Task objective: Below are records; count the lines that hold the string "fuselage" and give only the count.

[Stored data entries]
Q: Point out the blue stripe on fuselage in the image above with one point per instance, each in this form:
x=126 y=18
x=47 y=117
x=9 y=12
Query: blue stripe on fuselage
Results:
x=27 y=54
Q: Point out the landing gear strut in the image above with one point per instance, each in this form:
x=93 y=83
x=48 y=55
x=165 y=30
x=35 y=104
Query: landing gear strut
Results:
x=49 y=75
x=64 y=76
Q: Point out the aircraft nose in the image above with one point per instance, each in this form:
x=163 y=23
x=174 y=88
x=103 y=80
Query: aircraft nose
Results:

Task response: 2